» Set task
Count the lines in the items below that contain the string "fence", treating uppercase and lowercase as different, and reply with only that number.

» Given records
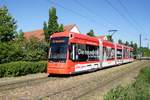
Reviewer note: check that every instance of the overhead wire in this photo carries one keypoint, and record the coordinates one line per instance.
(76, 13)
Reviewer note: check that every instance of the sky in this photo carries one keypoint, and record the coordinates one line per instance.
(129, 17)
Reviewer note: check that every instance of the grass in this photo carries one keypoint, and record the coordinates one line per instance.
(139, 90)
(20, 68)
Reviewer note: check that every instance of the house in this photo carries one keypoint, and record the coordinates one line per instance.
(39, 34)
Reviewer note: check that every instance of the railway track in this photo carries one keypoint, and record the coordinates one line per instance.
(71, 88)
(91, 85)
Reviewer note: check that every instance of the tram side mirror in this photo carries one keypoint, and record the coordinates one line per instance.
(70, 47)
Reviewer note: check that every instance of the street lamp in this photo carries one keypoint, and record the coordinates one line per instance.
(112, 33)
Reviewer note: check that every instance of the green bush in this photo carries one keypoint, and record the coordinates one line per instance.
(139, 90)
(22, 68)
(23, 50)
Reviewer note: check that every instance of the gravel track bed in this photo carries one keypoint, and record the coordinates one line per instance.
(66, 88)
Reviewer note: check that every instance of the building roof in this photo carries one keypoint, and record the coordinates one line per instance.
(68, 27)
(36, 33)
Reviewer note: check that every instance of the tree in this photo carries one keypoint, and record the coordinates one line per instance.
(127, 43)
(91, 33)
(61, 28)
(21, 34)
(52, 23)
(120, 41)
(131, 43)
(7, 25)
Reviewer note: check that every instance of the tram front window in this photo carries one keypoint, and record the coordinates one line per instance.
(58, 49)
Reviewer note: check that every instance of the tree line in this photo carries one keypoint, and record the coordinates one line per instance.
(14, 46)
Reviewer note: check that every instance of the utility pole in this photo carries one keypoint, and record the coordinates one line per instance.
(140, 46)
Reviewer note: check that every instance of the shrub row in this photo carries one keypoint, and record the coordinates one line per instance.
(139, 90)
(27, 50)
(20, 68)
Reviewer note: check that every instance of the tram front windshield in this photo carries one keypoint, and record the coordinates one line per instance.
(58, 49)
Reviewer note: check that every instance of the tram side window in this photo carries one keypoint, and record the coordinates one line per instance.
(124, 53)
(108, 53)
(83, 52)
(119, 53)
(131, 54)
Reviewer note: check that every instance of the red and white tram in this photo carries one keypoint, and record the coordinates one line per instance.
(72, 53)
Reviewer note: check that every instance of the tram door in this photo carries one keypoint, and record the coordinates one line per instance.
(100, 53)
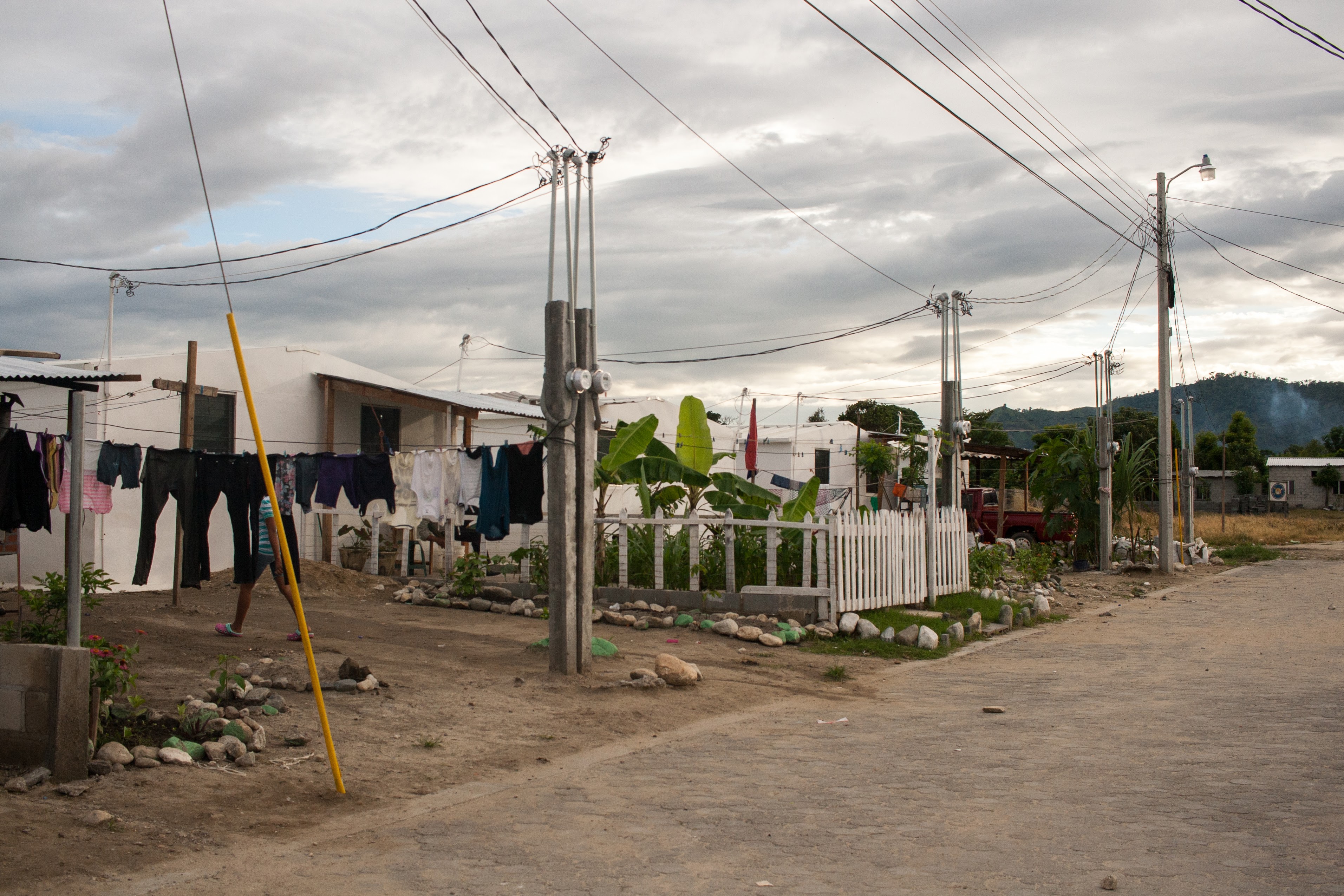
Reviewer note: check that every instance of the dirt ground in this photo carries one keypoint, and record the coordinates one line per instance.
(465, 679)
==
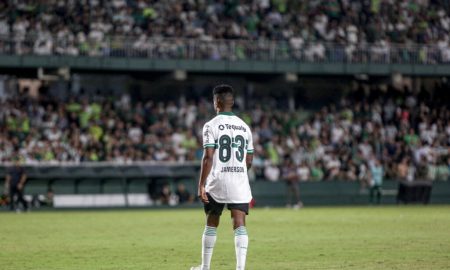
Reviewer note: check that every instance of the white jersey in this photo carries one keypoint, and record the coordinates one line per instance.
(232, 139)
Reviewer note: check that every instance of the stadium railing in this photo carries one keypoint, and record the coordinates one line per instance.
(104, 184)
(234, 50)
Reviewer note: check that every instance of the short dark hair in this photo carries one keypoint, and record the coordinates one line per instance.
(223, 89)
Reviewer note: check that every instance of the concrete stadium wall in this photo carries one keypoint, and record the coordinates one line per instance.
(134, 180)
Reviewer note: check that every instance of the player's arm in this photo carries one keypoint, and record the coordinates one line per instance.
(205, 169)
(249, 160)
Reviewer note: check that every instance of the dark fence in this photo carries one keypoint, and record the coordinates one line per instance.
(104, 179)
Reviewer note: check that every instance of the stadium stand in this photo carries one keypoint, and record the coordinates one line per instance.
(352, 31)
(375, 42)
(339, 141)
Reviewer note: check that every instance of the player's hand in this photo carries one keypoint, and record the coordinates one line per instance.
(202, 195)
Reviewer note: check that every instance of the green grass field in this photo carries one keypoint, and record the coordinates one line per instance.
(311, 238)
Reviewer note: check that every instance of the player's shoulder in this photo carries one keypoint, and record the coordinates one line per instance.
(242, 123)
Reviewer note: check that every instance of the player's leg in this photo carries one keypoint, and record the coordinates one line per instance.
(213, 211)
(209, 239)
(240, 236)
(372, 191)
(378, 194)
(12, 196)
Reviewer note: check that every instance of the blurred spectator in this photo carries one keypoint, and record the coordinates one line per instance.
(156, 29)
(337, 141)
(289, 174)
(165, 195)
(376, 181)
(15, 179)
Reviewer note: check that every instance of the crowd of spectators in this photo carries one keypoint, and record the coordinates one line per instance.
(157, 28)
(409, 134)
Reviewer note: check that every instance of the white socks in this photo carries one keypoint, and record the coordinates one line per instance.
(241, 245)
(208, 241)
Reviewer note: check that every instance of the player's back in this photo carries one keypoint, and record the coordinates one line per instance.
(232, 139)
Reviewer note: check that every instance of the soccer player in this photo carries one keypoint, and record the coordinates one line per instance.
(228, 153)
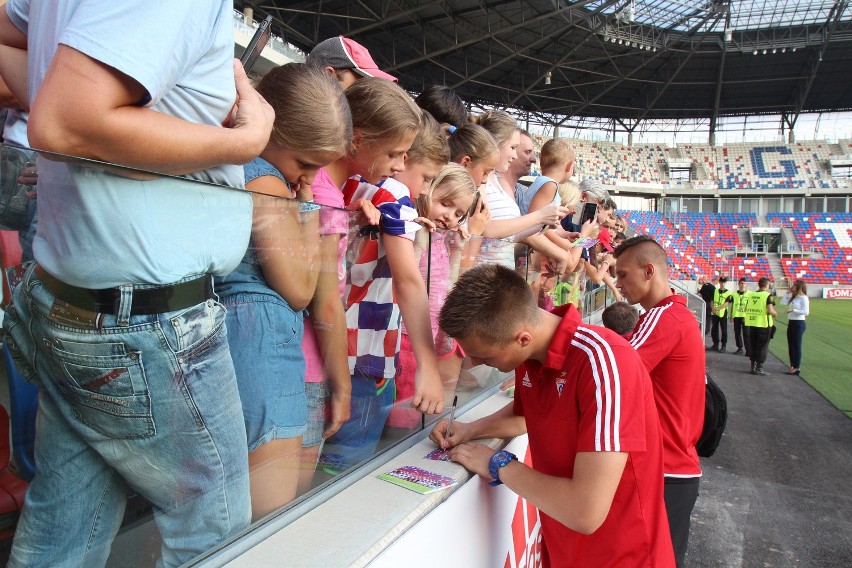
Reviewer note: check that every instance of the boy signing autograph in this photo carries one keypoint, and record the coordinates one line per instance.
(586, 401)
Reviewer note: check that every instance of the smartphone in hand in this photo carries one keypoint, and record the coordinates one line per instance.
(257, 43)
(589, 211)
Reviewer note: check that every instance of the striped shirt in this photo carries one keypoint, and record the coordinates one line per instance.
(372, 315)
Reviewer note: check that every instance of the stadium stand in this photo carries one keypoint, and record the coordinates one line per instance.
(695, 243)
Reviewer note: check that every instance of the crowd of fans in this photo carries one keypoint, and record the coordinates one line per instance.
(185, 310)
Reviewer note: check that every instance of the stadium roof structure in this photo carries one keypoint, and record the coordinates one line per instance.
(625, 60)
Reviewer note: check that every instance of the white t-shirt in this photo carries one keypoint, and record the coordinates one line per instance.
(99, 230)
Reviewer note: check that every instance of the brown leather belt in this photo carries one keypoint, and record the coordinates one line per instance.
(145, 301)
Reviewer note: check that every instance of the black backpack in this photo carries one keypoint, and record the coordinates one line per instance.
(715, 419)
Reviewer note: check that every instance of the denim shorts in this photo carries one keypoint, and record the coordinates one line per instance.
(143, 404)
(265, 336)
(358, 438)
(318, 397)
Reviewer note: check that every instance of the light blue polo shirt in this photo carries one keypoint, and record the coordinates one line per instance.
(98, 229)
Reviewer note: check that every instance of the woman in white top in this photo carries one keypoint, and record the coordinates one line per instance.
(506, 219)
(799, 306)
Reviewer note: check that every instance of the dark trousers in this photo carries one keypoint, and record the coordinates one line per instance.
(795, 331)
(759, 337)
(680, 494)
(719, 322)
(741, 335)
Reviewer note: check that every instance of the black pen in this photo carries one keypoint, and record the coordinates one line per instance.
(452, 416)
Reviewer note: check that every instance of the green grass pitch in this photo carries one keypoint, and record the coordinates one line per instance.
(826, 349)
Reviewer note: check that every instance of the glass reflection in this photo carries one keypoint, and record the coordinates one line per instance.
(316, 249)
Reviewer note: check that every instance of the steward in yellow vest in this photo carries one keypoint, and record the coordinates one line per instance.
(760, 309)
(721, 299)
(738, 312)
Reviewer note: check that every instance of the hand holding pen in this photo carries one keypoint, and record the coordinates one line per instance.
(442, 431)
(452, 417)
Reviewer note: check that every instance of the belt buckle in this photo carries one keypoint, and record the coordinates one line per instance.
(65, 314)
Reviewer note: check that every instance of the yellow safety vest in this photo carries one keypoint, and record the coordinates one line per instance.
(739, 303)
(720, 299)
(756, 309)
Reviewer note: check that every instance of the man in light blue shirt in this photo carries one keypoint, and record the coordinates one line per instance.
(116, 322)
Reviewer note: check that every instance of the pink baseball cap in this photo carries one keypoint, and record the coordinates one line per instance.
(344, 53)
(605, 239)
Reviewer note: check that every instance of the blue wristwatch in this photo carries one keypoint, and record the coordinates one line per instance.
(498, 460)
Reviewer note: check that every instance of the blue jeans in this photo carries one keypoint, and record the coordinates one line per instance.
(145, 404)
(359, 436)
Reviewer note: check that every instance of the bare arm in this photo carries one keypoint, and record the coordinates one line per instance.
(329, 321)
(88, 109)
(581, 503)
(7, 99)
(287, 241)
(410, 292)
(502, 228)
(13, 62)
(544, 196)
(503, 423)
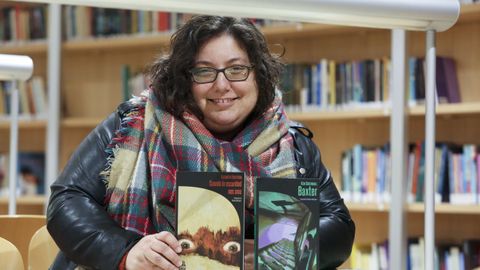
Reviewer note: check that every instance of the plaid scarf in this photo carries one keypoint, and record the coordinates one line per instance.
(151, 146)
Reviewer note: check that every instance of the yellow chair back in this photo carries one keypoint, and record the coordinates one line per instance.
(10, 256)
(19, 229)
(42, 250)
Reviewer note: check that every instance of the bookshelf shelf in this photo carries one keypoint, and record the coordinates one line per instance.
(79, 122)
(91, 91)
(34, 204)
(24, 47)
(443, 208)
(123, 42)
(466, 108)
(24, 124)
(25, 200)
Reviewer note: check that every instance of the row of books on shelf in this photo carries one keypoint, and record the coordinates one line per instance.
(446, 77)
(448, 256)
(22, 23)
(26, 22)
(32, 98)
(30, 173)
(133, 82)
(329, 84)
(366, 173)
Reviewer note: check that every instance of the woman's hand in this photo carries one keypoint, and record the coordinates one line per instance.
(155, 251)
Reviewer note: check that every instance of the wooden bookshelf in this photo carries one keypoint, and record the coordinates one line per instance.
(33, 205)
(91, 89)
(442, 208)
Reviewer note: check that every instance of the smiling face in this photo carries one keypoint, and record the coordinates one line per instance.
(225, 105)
---
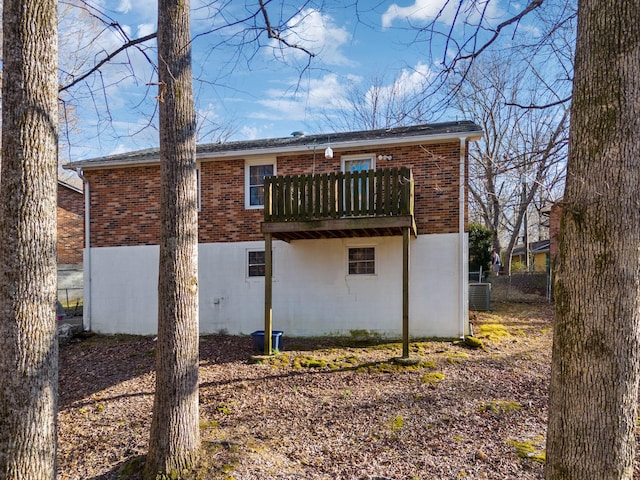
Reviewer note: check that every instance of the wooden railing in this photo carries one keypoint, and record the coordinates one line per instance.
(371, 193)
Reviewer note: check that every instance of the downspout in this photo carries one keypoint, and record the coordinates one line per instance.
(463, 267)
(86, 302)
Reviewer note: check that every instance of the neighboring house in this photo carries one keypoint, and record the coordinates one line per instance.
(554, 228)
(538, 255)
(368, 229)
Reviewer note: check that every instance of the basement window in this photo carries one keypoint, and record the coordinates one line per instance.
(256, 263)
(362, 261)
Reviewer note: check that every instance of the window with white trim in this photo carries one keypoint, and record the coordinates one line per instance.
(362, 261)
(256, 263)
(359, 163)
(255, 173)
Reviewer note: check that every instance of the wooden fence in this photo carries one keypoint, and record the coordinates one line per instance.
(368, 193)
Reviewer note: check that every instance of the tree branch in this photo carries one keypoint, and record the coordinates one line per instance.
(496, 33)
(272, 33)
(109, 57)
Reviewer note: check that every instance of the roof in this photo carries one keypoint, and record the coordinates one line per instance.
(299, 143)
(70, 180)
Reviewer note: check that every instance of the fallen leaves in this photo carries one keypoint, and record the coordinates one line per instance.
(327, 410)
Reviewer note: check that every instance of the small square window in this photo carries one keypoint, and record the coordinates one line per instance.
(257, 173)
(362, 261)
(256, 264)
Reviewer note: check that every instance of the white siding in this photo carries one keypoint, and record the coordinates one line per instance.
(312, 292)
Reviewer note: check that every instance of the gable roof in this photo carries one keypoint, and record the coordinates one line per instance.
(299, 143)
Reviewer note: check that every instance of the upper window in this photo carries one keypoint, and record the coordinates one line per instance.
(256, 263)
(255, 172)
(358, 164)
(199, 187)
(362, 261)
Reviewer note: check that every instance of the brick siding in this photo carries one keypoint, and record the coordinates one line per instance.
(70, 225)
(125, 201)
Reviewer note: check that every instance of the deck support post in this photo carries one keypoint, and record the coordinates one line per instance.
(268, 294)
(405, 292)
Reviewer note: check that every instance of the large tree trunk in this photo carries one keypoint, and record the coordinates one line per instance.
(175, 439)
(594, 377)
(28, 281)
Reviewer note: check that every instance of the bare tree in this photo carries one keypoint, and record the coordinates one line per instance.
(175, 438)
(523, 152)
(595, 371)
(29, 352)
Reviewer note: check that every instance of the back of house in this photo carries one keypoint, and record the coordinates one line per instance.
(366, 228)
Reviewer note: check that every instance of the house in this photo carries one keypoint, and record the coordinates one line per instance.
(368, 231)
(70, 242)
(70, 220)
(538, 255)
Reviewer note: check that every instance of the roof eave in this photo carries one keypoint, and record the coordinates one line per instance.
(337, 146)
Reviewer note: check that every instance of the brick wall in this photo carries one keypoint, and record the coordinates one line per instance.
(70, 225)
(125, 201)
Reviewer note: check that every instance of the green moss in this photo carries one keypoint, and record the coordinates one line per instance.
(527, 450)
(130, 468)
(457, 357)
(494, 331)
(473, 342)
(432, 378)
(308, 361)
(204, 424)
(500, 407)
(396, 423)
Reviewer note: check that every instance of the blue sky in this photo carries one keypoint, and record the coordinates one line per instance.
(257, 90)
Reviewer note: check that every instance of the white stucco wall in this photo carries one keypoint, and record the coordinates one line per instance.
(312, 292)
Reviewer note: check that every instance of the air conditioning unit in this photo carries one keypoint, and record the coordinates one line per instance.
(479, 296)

» Written solution
2